* **Text segment**
The couple from Assam lived in Malesamau, barely one-and-a-half kilometres from the upscale Gomti Nagar locality in Uttar Pradesh’s Lucknow.
A day earlier, they, along with three others from the state, were grilled by BJP Rajya Sabha MP Brij Lal while they were sweeping a road. The MP had uploaded a video of himself stopping the five workers in Gomti Nagar Extension, accusing them of belonging to Bangladesh and labelling them “ghuspaithiya (infiltrators)”.
Asked about the video, Rupachan said, “We were just doing our regular job, when we were suddenly stopped by a sahab. He asked questions and made a video. Someone showed the video to my mother back in the village, who called me and asked me to come back as she was worried about us.”
Asked if he would go back, he said, “No, we will not run. We have all the documents and we have not done anything wrong. I have a loan to pay. We tried to tell this to the Sahab as well that we have the NRC document but he did not listen. The document has been given to us by the government and we have all the copies with us.”
In the video, uploaded on his Facebook account on Thursday, Lal grilled them about their identities.
The workers said they hail from different villages in Assam. But Lal replied, “Yeh batate Assam ke hain lekin hain yeh sab Bangladeshi… Woh Bangladesh jo aaj Pakistan ki bhasha bolta hai (They say they are from Assam, but they are Bangladeshi. The same Bangladesh that speaks the language of Pakistan).”
Standing at the entrance to his home, Rupachan said he had come to Lucknow about one-and-a-half years ago for work on the advice of a fellow resident in his village, Numberpara.

[Entries for pointing and labeling]
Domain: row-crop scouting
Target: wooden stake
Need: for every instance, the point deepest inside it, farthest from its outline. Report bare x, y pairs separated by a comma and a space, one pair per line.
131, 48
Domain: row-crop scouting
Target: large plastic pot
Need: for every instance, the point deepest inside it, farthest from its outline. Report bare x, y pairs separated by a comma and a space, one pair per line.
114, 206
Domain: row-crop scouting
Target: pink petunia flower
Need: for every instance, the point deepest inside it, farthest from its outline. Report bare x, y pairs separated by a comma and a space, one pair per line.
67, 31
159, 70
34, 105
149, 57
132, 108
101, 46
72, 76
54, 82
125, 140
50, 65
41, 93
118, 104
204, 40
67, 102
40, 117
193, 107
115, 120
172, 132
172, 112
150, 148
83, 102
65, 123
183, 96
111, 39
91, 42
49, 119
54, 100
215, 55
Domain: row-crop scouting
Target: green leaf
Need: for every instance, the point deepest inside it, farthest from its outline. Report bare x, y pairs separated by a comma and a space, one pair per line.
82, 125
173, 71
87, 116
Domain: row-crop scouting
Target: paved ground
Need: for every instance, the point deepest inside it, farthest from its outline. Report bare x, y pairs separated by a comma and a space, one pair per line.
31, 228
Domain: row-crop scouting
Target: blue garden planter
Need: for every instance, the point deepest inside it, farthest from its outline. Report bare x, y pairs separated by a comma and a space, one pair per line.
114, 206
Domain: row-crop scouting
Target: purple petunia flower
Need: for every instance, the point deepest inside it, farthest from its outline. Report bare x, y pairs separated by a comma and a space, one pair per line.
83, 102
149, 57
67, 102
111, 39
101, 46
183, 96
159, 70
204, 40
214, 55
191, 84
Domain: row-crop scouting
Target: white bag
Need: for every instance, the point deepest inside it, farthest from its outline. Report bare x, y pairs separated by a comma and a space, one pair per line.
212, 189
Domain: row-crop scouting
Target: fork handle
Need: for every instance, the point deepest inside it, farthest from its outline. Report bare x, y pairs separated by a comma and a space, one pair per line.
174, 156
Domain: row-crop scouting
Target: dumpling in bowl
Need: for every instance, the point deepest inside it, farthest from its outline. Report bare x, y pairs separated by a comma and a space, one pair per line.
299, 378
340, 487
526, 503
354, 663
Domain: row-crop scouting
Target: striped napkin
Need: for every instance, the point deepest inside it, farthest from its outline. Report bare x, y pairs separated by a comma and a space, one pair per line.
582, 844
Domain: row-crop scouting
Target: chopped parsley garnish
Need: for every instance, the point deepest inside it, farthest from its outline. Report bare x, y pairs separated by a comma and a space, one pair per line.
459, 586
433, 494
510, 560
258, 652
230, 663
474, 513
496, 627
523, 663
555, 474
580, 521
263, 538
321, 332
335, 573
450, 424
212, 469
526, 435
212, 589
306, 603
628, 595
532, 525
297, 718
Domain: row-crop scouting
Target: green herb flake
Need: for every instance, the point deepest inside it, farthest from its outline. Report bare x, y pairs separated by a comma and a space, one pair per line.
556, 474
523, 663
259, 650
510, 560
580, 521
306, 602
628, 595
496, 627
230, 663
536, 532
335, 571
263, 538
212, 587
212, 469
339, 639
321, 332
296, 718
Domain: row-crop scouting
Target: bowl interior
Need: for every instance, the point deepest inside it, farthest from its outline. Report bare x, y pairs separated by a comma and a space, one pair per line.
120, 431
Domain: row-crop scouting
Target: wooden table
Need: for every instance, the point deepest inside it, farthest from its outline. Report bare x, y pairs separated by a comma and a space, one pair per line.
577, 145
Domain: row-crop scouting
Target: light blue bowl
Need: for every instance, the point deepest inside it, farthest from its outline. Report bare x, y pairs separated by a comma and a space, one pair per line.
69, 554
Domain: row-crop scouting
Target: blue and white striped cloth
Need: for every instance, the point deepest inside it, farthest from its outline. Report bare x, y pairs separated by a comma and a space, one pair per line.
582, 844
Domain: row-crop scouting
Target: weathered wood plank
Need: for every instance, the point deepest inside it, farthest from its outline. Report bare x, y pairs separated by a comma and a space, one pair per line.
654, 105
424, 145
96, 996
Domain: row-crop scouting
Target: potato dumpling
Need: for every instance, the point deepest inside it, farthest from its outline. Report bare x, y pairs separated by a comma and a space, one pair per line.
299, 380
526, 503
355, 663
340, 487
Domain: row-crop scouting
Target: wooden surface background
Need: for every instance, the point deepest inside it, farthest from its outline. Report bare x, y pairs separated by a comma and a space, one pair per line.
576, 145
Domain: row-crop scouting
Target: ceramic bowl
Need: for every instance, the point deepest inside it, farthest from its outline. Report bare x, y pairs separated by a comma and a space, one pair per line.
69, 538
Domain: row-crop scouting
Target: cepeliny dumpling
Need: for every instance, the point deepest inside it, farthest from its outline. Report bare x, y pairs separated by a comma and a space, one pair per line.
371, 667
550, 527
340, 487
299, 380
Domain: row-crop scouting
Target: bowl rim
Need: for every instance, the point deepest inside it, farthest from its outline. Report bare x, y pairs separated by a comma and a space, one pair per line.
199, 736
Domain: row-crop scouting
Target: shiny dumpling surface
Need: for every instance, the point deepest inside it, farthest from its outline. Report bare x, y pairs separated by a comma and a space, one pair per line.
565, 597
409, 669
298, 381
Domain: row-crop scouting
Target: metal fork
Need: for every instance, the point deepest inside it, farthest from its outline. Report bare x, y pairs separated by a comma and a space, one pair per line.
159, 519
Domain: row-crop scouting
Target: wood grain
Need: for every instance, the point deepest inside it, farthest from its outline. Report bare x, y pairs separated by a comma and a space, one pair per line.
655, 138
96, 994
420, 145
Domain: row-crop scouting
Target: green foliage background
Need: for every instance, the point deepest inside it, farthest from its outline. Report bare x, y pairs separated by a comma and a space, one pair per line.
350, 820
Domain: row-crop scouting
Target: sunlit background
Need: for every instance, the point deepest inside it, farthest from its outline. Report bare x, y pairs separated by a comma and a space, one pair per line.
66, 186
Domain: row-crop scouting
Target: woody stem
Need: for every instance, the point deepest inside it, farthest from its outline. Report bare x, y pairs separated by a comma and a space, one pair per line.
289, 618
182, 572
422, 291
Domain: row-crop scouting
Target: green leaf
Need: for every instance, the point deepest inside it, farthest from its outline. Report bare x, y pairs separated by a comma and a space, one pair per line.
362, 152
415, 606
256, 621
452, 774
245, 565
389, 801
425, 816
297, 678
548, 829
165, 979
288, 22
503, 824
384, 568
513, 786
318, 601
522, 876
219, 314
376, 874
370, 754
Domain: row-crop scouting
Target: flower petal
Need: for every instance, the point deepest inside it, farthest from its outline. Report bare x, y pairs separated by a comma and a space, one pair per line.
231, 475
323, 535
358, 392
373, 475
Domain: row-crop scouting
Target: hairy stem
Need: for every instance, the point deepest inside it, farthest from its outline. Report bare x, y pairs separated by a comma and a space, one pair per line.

* **What you will do**
1. Gather every line of the records that contains the word "blue".
2. Extend the news passage about the Assam workers questioned in Lucknow, picking up after its final sentence.
The records and the news passage have no connection to each other.

* **Responses to the exercise**
1.
Target: blue garden planter
Target: light blue bowl
Target: blue and white striped cloth

2.
He said they had to come far from home to pay back a Rs 2.5 lakh loan, which they couldn’t do with what they earned from farming.
His mother and elder son are living in the village. Husband and wife send half their earnings to them and to pay off the loan.
His two other children, an 8-year-old daughter and 6-year-old boy, live with them in Lucknow. They study in a nearby government school.
Bimala, however, worried about their safety after the video went up. Apart from sweeping roads, she also works as a domestic help in one of the neighbouring colonies and earns about Rs 8,500 a month.
Half a kilometre away, Sanwra Begum — who was also in the video — lived with her husband, Mohd Afzal Hussain.
She claimed to have lived in Lucknow for over two decades, working as a cleaner in different localities over the years.
“We are from Debradi village in Assam’s Barpeta district. I not only have the NRC document but a PAN card, Labour card and an Ayushman Bharat card issued to me in my village,” she said, while her husband showed the IDs.
“We have been working here for years but it is the first time that we have been questioned like this by someone,” she added.
Hussain, who said he works with a door-to-door garbage collection agency, added that he had come to the city at the age of 7.
He said about a month ago, police had come to verify their identities and they had submitted documents at the local police station.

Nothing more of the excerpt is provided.